[Records drawn from a dataset]
⁂

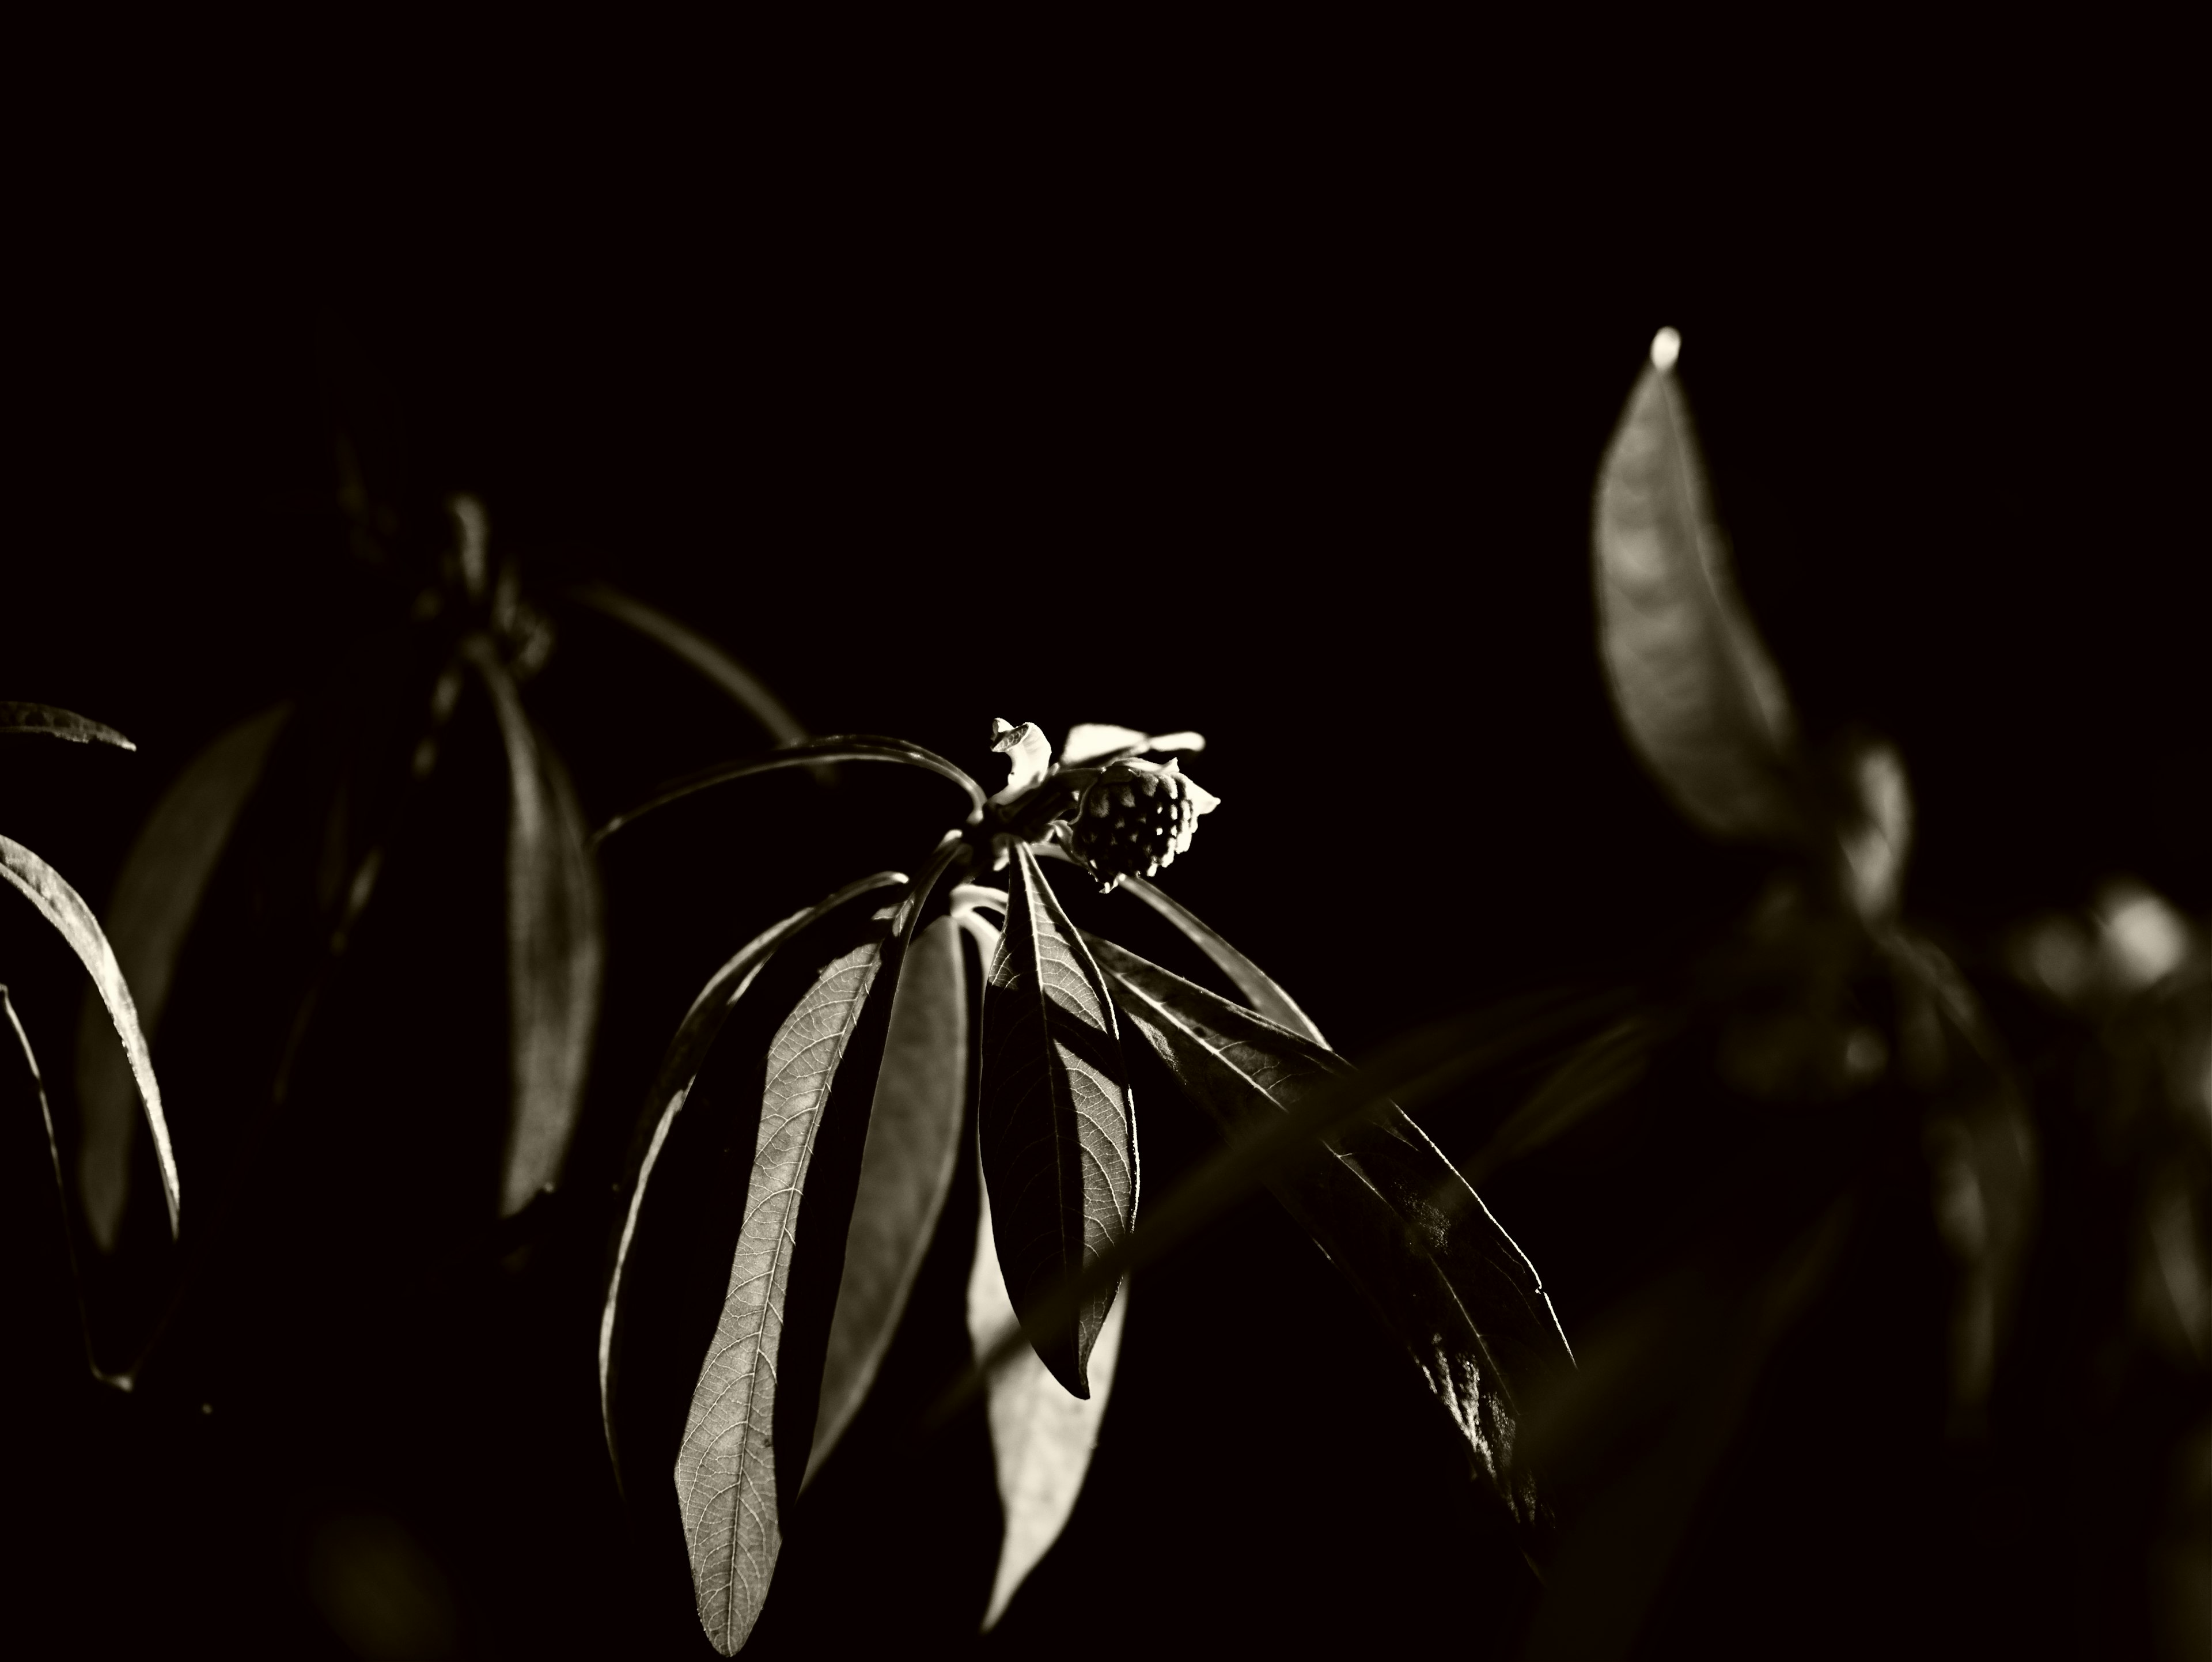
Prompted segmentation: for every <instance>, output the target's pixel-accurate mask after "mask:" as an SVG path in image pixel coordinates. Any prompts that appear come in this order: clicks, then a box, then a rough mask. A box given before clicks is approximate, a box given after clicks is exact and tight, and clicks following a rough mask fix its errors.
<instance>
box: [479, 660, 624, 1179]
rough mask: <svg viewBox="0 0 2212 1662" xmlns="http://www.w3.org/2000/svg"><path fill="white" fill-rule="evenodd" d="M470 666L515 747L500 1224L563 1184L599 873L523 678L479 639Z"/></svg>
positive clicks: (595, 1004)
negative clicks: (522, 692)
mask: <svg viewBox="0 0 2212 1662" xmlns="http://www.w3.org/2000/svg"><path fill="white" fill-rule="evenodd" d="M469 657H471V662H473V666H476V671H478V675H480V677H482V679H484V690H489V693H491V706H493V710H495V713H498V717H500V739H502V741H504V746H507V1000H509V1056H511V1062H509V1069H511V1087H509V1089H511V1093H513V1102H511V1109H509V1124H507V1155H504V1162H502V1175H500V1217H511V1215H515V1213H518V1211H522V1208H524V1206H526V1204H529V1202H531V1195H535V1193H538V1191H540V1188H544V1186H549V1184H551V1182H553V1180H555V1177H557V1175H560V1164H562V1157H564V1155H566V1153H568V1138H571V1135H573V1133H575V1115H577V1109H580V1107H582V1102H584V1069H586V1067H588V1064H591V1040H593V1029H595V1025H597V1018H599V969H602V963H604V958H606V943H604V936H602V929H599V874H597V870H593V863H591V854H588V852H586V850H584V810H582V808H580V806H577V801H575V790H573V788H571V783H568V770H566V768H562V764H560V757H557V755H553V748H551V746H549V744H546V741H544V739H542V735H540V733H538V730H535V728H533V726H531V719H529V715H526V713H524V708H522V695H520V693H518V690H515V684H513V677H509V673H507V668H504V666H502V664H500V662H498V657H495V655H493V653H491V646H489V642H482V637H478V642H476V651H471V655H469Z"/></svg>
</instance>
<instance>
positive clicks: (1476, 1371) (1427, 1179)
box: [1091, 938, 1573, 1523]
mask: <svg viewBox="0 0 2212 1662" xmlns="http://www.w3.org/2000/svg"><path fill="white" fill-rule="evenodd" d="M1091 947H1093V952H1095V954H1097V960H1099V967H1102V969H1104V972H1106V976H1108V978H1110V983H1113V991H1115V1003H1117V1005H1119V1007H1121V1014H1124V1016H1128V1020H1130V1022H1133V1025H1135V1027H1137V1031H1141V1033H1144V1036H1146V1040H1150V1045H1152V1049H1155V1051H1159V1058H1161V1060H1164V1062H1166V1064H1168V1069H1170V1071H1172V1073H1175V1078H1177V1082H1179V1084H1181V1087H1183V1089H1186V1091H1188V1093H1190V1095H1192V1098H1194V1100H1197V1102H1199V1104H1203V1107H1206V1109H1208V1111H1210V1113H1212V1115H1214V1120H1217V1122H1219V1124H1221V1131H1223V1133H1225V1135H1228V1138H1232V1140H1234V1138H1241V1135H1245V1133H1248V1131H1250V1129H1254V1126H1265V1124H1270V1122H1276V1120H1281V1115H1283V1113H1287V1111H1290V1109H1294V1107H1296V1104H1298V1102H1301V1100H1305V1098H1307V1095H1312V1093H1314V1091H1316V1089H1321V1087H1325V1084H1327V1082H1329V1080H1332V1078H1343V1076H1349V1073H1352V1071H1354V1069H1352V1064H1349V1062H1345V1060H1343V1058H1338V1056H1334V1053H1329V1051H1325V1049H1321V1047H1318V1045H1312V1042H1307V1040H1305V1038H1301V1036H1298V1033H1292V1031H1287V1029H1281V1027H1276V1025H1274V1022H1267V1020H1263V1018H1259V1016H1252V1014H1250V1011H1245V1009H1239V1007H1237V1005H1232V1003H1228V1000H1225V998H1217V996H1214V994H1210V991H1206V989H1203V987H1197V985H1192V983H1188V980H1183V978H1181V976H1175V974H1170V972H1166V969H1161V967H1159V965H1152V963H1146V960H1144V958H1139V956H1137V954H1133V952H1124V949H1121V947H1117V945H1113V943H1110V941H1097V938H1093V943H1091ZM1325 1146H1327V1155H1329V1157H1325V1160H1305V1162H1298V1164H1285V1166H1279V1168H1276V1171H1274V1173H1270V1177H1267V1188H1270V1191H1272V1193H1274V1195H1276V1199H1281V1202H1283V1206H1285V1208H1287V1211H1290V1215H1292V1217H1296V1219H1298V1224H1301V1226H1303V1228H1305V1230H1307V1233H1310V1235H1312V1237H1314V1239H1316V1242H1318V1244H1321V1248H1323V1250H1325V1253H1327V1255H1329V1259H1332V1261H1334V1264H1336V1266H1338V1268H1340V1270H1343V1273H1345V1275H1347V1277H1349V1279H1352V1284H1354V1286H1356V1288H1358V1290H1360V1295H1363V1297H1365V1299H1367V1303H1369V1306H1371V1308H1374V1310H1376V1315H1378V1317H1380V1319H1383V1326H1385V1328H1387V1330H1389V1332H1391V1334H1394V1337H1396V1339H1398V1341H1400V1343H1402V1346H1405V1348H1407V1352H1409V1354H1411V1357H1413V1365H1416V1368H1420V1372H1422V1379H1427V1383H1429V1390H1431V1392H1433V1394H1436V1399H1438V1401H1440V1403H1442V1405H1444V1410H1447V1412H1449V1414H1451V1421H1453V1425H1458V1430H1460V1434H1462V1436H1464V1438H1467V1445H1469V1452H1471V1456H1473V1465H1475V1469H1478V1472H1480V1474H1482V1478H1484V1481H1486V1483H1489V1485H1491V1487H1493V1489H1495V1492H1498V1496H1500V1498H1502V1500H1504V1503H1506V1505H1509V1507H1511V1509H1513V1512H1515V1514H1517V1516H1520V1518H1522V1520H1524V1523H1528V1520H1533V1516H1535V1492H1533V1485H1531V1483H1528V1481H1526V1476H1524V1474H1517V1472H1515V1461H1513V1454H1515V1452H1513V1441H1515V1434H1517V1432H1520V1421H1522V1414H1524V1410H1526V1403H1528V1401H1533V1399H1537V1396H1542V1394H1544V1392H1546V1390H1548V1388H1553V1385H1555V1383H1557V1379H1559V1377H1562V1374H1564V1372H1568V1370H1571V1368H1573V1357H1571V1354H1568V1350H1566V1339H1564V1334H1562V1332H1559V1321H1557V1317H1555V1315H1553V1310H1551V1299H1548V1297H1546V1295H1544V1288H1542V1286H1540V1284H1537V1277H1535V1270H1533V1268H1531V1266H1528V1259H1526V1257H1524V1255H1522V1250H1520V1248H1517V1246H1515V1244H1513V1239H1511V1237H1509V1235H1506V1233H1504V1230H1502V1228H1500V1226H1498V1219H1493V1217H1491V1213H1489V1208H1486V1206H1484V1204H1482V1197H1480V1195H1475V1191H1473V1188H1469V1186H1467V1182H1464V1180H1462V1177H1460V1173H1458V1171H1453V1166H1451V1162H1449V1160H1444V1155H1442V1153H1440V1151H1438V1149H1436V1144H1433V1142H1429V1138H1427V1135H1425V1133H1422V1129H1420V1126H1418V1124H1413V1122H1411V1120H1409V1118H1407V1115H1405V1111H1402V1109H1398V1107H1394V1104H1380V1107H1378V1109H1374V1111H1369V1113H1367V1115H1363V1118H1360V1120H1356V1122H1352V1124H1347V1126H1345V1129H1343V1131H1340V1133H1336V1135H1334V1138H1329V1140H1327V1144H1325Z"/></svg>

⁂

◆ **Task statement**: The answer consists of the records repeated exactly, without any images.

◆ **Written solution**:
Prompted segmentation: for every <instance>, output the target's pixel-accurate mask after "mask:" as an SVG path in image pixel coordinates. Any prompts that appear come in this order: clicks, then a box, then a rough mask. A box given before clicks is approximate, a box given after clicks is exact and tight, and clicks following a rough mask fix its errors.
<instance>
box: [479, 660, 624, 1179]
rough mask: <svg viewBox="0 0 2212 1662" xmlns="http://www.w3.org/2000/svg"><path fill="white" fill-rule="evenodd" d="M470 666L515 747L500 1224L563 1184L599 873L523 678L479 639Z"/></svg>
positive clicks: (595, 1004)
negative clicks: (522, 692)
mask: <svg viewBox="0 0 2212 1662" xmlns="http://www.w3.org/2000/svg"><path fill="white" fill-rule="evenodd" d="M469 657H471V662H473V666H476V671H478V675H480V677H482V679H484V690H489V693H491V706H493V710H495V713H498V717H500V739H502V741H504V746H507V1000H509V1056H511V1062H509V1069H511V1087H509V1089H511V1093H513V1102H511V1109H509V1124H507V1155H504V1162H502V1175H500V1217H511V1215H515V1213H518V1211H522V1208H524V1206H526V1204H529V1202H531V1195H535V1193H538V1191H540V1188H544V1186H549V1184H551V1182H553V1180H555V1177H557V1175H560V1164H562V1157H564V1155H566V1153H568V1138H571V1135H573V1133H575V1115H577V1109H580V1107H582V1102H584V1069H586V1067H588V1064H591V1040H593V1029H595V1025H597V1018H599V969H602V963H604V958H606V943H604V936H602V929H599V874H597V870H593V863H591V854H588V852H586V850H584V810H582V808H580V806H577V801H575V790H573V788H571V783H568V770H566V768H562V764H560V757H557V755H553V748H551V746H549V744H546V741H544V739H542V735H540V733H538V730H535V728H533V726H531V719H529V715H526V713H524V708H522V695H520V693H518V690H515V684H513V677H509V673H507V668H504V666H502V664H500V662H498V657H495V655H493V653H491V646H489V642H482V637H478V642H476V651H471V655H469Z"/></svg>
</instance>
<instance>
positive clicks: (1476, 1371) (1427, 1179)
box: [1091, 938, 1573, 1523]
mask: <svg viewBox="0 0 2212 1662" xmlns="http://www.w3.org/2000/svg"><path fill="white" fill-rule="evenodd" d="M1091 947H1093V952H1095V954H1097V960H1099V967H1102V969H1104V972H1106V976H1108V978H1110V983H1113V991H1115V1003H1117V1005H1119V1007H1121V1014H1124V1016H1128V1020H1130V1022H1133V1025H1135V1027H1137V1031H1141V1033H1144V1036H1146V1040H1150V1045H1152V1049H1155V1051H1159V1058H1161V1060H1164V1062H1166V1064H1168V1069H1170V1071H1172V1073H1175V1078H1177V1082H1179V1084H1181V1087H1183V1089H1186V1091H1188V1093H1190V1095H1192V1098H1194V1100H1197V1102H1199V1104H1203V1107H1206V1109H1208V1111H1210V1113H1212V1115H1214V1120H1217V1122H1219V1124H1221V1131H1223V1133H1225V1135H1228V1138H1232V1140H1234V1138H1241V1135H1245V1133H1248V1131H1250V1129H1254V1126H1265V1124H1270V1122H1276V1120H1281V1115H1283V1113H1287V1111H1290V1109H1294V1107H1296V1104H1298V1102H1301V1100H1305V1098H1307V1095H1312V1093H1314V1091H1316V1089H1321V1087H1325V1084H1327V1082H1329V1080H1332V1078H1343V1076H1349V1073H1352V1071H1354V1069H1352V1064H1349V1062H1345V1060H1343V1058H1338V1056H1334V1053H1329V1051H1325V1049H1321V1047H1318V1045H1312V1042H1307V1040H1305V1038H1301V1036H1298V1033H1292V1031H1287V1029H1281V1027H1276V1025H1274V1022H1267V1020H1263V1018H1259V1016H1252V1014H1250V1011H1245V1009H1239V1007H1237V1005H1232V1003H1228V1000H1225V998H1217V996H1214V994H1210V991H1206V989H1203V987H1197V985H1192V983H1188V980H1183V978H1181V976H1175V974H1170V972H1166V969H1161V967H1159V965H1152V963H1146V960H1144V958H1139V956H1137V954H1133V952H1124V949H1121V947H1117V945H1113V943H1110V941H1097V938H1093V943H1091ZM1325 1146H1327V1155H1329V1157H1325V1160H1305V1162H1298V1164H1285V1166H1279V1168H1276V1171H1274V1173H1270V1177H1267V1188H1270V1191H1272V1193H1274V1195H1276V1199H1281V1202H1283V1206H1285V1208H1287V1211H1290V1215H1292V1217H1296V1219H1298V1224H1301V1226H1303V1228H1305V1230H1307V1233H1310V1235H1312V1237H1314V1239H1316V1242H1318V1244H1321V1248H1323V1250H1325V1253H1327V1255H1329V1259H1332V1261H1334V1264H1336V1266H1338V1268H1340V1270H1343V1273H1345V1275H1347V1277H1349V1279H1352V1284H1354V1286H1356V1288H1358V1290H1360V1295H1363V1297H1365V1299H1367V1303H1369V1306H1371V1308H1374V1310H1376V1315H1378V1317H1380V1319H1383V1326H1385V1328H1387V1330H1389V1332H1391V1334H1394V1337H1396V1339H1398V1341H1400V1343H1402V1346H1405V1348H1407V1352H1409V1354H1411V1357H1413V1365H1416V1368H1420V1372H1422V1379H1427V1383H1429V1390H1431V1392H1433V1394H1436V1399H1438V1401H1440V1403H1442V1405H1444V1410H1447V1412H1449V1414H1451V1421H1453V1425H1458V1430H1460V1434H1462V1436H1464V1438H1467V1445H1469V1452H1471V1456H1473V1465H1475V1469H1478V1472H1480V1474H1482V1478H1484V1481H1486V1483H1489V1485H1491V1487H1493V1489H1495V1492H1498V1496H1500V1498H1502V1500H1504V1503H1506V1505H1509V1507H1511V1509H1513V1512H1515V1514H1517V1516H1520V1518H1522V1520H1524V1523H1528V1520H1533V1516H1535V1492H1533V1485H1531V1483H1528V1481H1526V1476H1524V1474H1517V1472H1515V1461H1513V1454H1515V1452H1513V1441H1515V1434H1517V1432H1520V1421H1522V1414H1524V1410H1526V1403H1528V1401H1533V1399H1537V1396H1542V1394H1544V1392H1546V1390H1548V1388H1553V1385H1555V1383H1557V1379H1559V1377H1562V1374H1564V1372H1568V1370H1571V1368H1573V1357H1571V1354H1568V1350H1566V1339H1564V1334H1562V1332H1559V1321H1557V1317H1555V1315H1553V1310H1551V1299H1548V1297H1546V1295H1544V1288H1542V1286H1540V1284H1537V1277H1535V1270H1533V1268H1531V1266H1528V1259H1526V1257H1524V1255H1522V1250H1520V1248H1517V1246H1515V1244H1513V1239H1511V1237H1509V1235H1506V1233H1504V1230H1502V1228H1500V1226H1498V1219H1493V1217H1491V1213H1489V1208H1486V1206H1484V1204H1482V1197H1480V1195H1475V1191H1473V1188H1469V1186H1467V1182H1464V1180H1462V1177H1460V1173H1458V1171H1453V1166H1451V1162H1449V1160H1444V1155H1442V1153H1440V1151H1438V1149H1436V1144H1433V1142H1429V1138H1427V1135H1425V1133H1422V1129H1420V1126H1418V1124H1413V1122H1411V1120H1409V1118H1407V1115H1405V1111H1402V1109H1398V1107H1394V1104H1380V1107H1378V1109H1374V1111H1369V1113H1367V1115H1363V1118H1360V1120H1356V1122H1352V1124H1347V1126H1345V1129H1343V1131H1340V1133H1336V1135H1334V1138H1329V1140H1327V1144H1325Z"/></svg>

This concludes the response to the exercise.